(ボックス注釈データの行)
────────
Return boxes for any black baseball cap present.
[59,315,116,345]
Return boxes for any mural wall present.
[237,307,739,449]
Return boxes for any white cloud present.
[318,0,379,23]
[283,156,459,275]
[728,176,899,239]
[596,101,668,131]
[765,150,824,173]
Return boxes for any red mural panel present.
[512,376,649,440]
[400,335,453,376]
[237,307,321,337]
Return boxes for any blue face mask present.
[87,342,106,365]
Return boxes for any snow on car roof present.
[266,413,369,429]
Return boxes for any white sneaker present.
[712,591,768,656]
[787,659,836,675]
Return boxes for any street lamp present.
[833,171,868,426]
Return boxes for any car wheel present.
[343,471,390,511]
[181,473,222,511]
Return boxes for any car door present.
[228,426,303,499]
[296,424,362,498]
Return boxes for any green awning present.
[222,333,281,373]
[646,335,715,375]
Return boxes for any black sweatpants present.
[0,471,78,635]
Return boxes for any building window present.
────────
上記のレコードをすべて、一字一句違えずに繰り返してください。

◆ 解答全文:
Return boxes for any black baseball cap present.
[59,315,116,345]
Return boxes for any mural wall present.
[237,307,739,449]
Return boxes for any white cloud present.
[318,0,379,23]
[283,156,459,275]
[728,176,899,239]
[596,101,668,131]
[765,150,824,173]
Return boxes for any red mural panel present.
[512,376,649,440]
[400,335,453,376]
[237,307,321,337]
Return boxes for any blue face mask present.
[87,342,106,365]
Return boxes for any snow on car roof present.
[266,413,369,429]
Return boxes for any white sneaker present.
[712,591,768,656]
[787,659,836,675]
Return boxes for any street lamp present.
[833,171,868,426]
Return boxes for any car wheel present.
[343,471,390,511]
[181,473,222,511]
Return boxes for any car door present.
[228,426,303,499]
[296,424,362,498]
Return boxes for any green awning present.
[222,333,281,373]
[646,335,715,375]
Return boxes for any black sweatpants present.
[0,471,78,635]
Return boxes for any building window present.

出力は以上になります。